Next, Audio controls. This page lets us select which audio output terminal we'll be using; the most common options for AVForums readers will likely be for HDMI or Multichannel Analogue Output. If you're using the latter, you can also access a Speaker Settings screen which allows you to describe the capabilities of your audio system to the player, for the purposes of bass management. The other most obviously relevant controls here are for "BD Audio Setting", which can be changed between "Mix" and "Direct". "Direct" will mean that button sounds and other interactive audio won't be output, but will guarantee unprocessed audio of the main film itself. There's also control over Dynamic Range Compression (set it to "Wide Range" to disable DRC, if your neighbours are understanding).

Sony BDP-S760

The rest of the menus are largely self-explanatory and largely ordinary, so I won't explain them here. The most interesting tweaks are accessed when a disc is playing, by pressing the OPTIONS button on the remote and selecting "Video Settings". Here, we can select a "Picture Quality Mode" from one of four options, which alter the Gamma characteristics of the image. "Standard" and "Memory" in its unaltered are the "hands off" options (I measured them and they're consistent with every other player). If you've picked a modifiable preset, "Video Equaliser" lets you adjust Contrast, Brightness, Chroma, Hue (what for?) and also Gamma. The Gamma control is useful and if you have calibration experience and equipment (or are going to pay for the services of someone who does) then you could use this 6-point control to work around limitations in your display device. Few TVs offer this sort of advanced Gamma control, so it's good to see it on a player.

Sony BDP-S760

Then, we have "HD Reality Enhancer". The first setting, "Enhance", is a very selective high frequency edge enhancer which simply boosts the appearance of outlines in the image. I don't understand why anyone would want to use this feature unless they're perhaps using a projector with a poor quality lens, but even then, the filter is so selective in what it processes that better results will probably be had with the display device's own Sharpness control. There's also a totally useless "FGR" (Film Grain Reduction) control, which might as well be called "Detail Reduction", because it works by simply cutting off the highest frequencies in the image. In plain English, it essentially blurs the picture and reduces the definition. I don't understand why anyone would buy a High Def Blu-ray player and then do this to the picture, but there you go.

◆ **RECORDED DATA**:
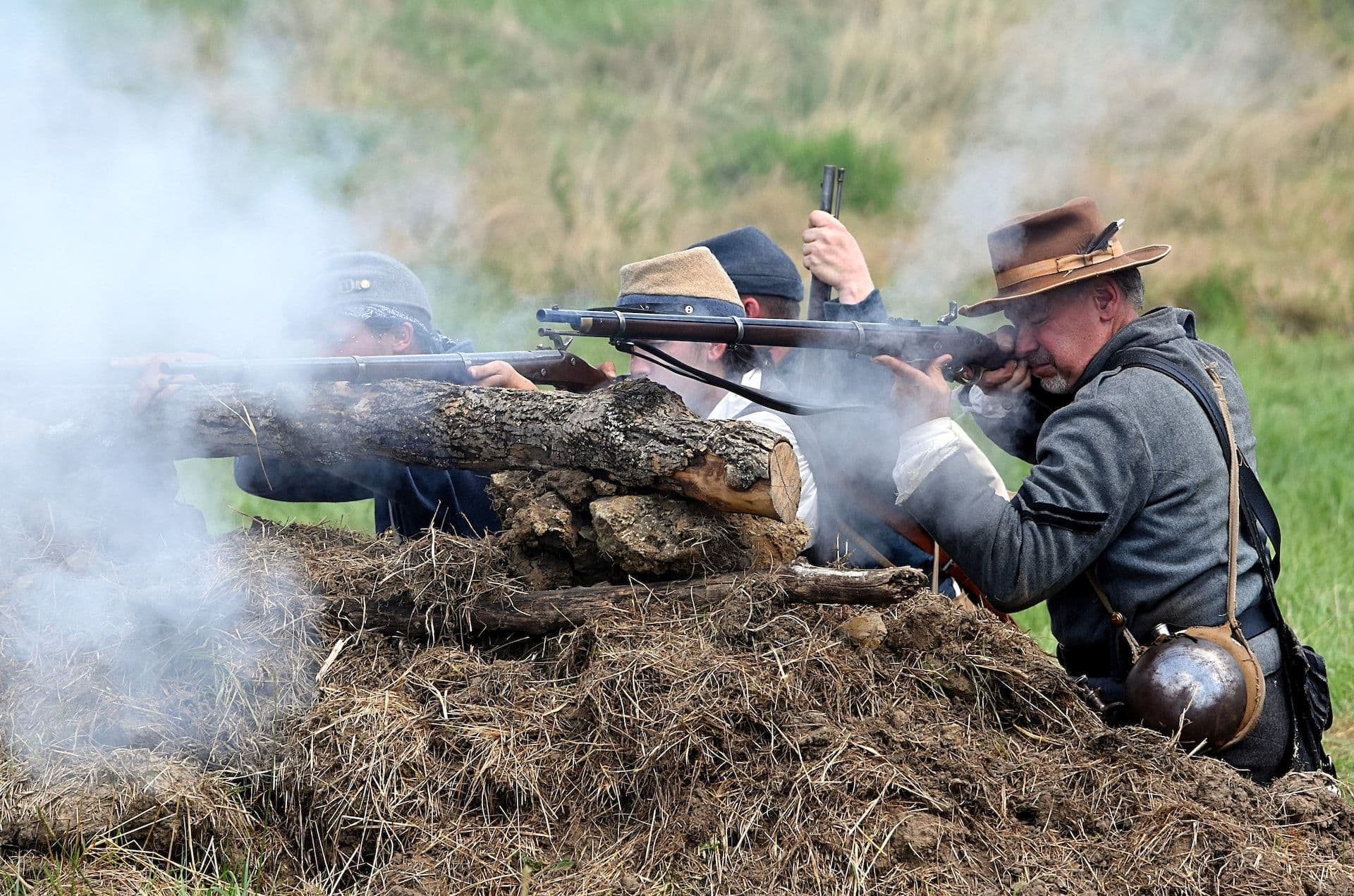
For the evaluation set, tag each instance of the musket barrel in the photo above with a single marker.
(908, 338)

...

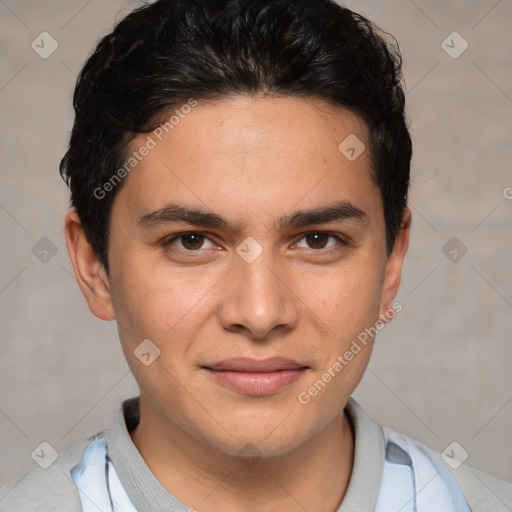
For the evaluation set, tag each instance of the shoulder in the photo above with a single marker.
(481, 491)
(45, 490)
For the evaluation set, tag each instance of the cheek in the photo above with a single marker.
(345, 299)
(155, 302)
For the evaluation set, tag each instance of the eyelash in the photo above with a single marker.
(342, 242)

◆ **REQUIRED ACTIONS**:
1 > Which adjustments does the "Video Equaliser" offer, according to the review of the Sony BDP-S760's settings?
2 > Carry on the review of the Sony BDP-S760's settings, picking up after its final sentence.

◆ **RESULTS**:
1 > Contrast, Brightness, Chroma, Hue, Gamma

2 >
However, there is of course one genuinely useful control in here, called "Smoothing", which makes up for the other two duds, and then some. This feature detects false contouring (banding) in the image and removes the ridged gradation. This is useful, because the video codecs on Blu-ray Disc are limited to 8-bit depth, so when transcoding from a 10-bit studio master, such banding can appear (it may be better or worse depending on the encoder design and pre-processing used before compression). This is most likely to make a visible difference with all-digital animated content, because this type of material usually features large areas of flat colour without any sort of noise or film grain to act as a dither (although there are BD titles out there that have been pre-dithered before encoding, precisely so that banding can be avoided, in which case, you'll see no improvement because there is no banding to start with).

One of the best examples of the "Smoothing" feature working its magic that I could find was with the opening studio logos on Momentum's UK BD release of "District B13: Ultimatum". One of the logos at the start is a 100% digital CG composition which features a yellow circle with a gradient effect. There is visible stair-stepping on the actual encode on the disc itself, but engaging the "Smoothing" feature, especially at "High", almost completely cleans it up (at least until the image fades out).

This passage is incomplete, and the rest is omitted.